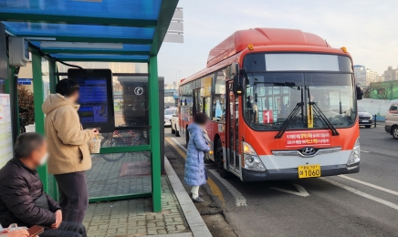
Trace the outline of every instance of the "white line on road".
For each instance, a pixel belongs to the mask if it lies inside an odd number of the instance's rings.
[[[309,196],[309,192],[301,185],[295,184],[295,183],[292,183],[292,184],[294,185],[294,187],[296,187],[296,189],[298,191],[288,191],[288,190],[284,190],[284,189],[280,189],[280,188],[276,188],[276,187],[272,187],[272,188],[269,188],[269,189],[275,190],[275,191],[283,191],[283,192],[286,192],[286,193],[290,193],[290,194],[294,194],[294,195],[298,195],[298,196],[301,196],[301,197],[308,197],[308,196]]]
[[[329,179],[326,179],[326,178],[319,178],[319,179],[321,180],[324,180],[326,182],[329,182],[330,184],[333,184],[335,186],[338,186],[338,187],[340,187],[341,189],[344,189],[346,191],[351,191],[352,193],[355,193],[357,195],[360,195],[361,197],[364,197],[364,198],[367,198],[369,200],[374,201],[376,202],[379,202],[381,204],[386,205],[388,207],[391,207],[391,208],[395,209],[395,210],[398,211],[398,205],[396,205],[396,204],[394,204],[393,202],[390,202],[390,201],[382,200],[382,199],[379,199],[377,197],[372,196],[372,195],[370,195],[368,193],[365,193],[363,191],[361,191],[359,190],[355,190],[355,189],[353,189],[351,187],[349,187],[347,185],[344,185],[342,183],[340,183],[340,182],[337,182],[337,181],[334,181],[334,180],[329,180]]]
[[[358,182],[358,183],[363,184],[365,186],[368,186],[368,187],[371,187],[371,188],[373,188],[373,189],[376,189],[376,190],[379,190],[379,191],[382,191],[391,193],[391,194],[395,195],[395,196],[398,196],[398,191],[392,191],[392,190],[389,190],[389,189],[385,189],[385,188],[382,188],[382,187],[380,187],[380,186],[377,186],[377,185],[374,185],[374,184],[372,184],[372,183],[369,183],[369,182],[361,181],[360,180],[357,180],[357,179],[354,179],[354,178],[351,178],[351,177],[345,176],[345,175],[339,175],[339,177],[346,179],[346,180],[349,180],[353,181],[353,182]]]
[[[231,192],[232,196],[235,198],[235,203],[236,206],[247,206],[246,198],[242,195],[240,191],[238,191],[231,183],[229,183],[225,179],[221,178],[218,172],[215,170],[209,170],[209,171],[215,177],[217,180],[225,186],[225,188]]]

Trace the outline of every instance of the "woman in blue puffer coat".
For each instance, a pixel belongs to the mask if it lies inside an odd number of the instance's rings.
[[[191,197],[194,202],[204,201],[199,197],[199,186],[206,183],[204,153],[210,151],[209,139],[205,130],[208,117],[204,113],[194,116],[194,123],[188,126],[190,139],[185,160],[185,183],[193,186]]]

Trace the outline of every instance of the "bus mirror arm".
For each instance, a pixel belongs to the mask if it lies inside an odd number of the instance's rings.
[[[356,85],[355,87],[357,92],[357,100],[362,99],[363,97],[363,89],[361,85]]]
[[[244,77],[242,77],[242,76],[236,75],[234,77],[234,84],[233,84],[234,95],[236,95],[236,96],[245,95],[245,90],[244,90],[244,87],[243,87],[243,79],[244,79]]]

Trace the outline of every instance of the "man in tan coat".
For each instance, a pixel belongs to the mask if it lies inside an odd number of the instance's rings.
[[[56,91],[42,106],[48,142],[48,172],[54,174],[58,184],[62,219],[81,223],[89,206],[86,170],[91,168],[91,157],[88,142],[99,131],[83,130],[81,127],[78,82],[63,79],[57,84]]]

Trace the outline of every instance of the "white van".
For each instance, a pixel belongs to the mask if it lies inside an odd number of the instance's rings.
[[[385,116],[385,131],[398,139],[398,99],[392,100]]]

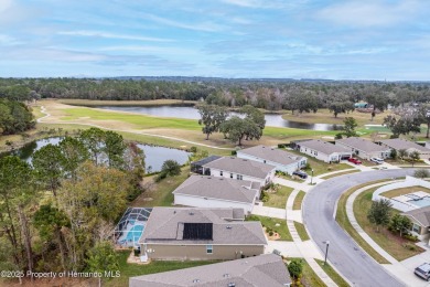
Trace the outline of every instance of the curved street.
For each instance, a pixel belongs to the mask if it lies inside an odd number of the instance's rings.
[[[326,180],[308,192],[303,202],[303,222],[310,236],[325,254],[330,241],[329,261],[354,286],[402,286],[383,266],[367,255],[334,220],[336,201],[343,192],[355,185],[380,180],[412,176],[413,169],[365,171]]]

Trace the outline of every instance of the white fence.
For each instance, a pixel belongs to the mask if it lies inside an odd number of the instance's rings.
[[[389,200],[391,202],[394,209],[402,211],[402,212],[416,210],[417,205],[415,205],[415,204],[410,204],[410,203],[404,202],[404,201],[398,201],[396,199],[387,199],[386,196],[381,196],[380,193],[384,193],[384,192],[387,192],[390,190],[411,188],[411,187],[417,187],[417,185],[430,189],[430,182],[407,176],[405,181],[387,184],[387,185],[384,185],[384,187],[380,187],[379,189],[377,189],[374,192],[374,194],[372,195],[372,200],[373,201],[378,201],[380,199]]]

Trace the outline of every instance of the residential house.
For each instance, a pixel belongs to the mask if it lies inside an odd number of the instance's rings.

--------------------------------

Aim of the task: Rewrite the material from the line with "in blue puffer" up to and including the line with "[[[385,116],[385,131],[398,139],[398,99],[392,100]]]", putting "brown coat" in place of "tan coat" and keeping everything else the same.

Solved exercise:
Trace the outline of every instance of the "woman in blue puffer coat".
For each instance, a pixel belongs to the mask if it lies inside an odd number of the instance's rings.
[[[191,197],[194,202],[204,201],[199,197],[199,186],[206,183],[204,153],[210,151],[209,139],[205,130],[208,117],[204,113],[194,116],[194,123],[188,126],[190,139],[185,160],[185,183],[193,186]]]

Trace the outline of every instance of the "bus mirror arm".
For each instance, a pixel belongs to the mask if it lies inside an odd number of the instance's rings.
[[[356,85],[355,87],[357,92],[357,100],[362,99],[363,97],[363,89],[361,85]]]
[[[244,77],[242,77],[242,76],[236,75],[234,77],[234,84],[233,84],[234,95],[236,95],[236,96],[245,95],[245,90],[244,90],[244,87],[243,87],[243,79],[244,79]]]

Trace the outline of every instance of the "man in brown coat".
For each instance, a pixel belongs to the mask if it lies inside an odd number of the instance's rings.
[[[56,91],[42,106],[48,142],[48,172],[54,174],[58,184],[62,219],[81,223],[89,206],[86,170],[91,168],[91,157],[88,142],[99,131],[83,130],[81,127],[78,82],[63,79],[57,84]]]

Trace the outline of every instance of the "white van".
For each instance, a pixel belongs to the mask if it lies inside an odd number of the instance's rings.
[[[385,116],[385,131],[398,139],[398,99],[392,100]]]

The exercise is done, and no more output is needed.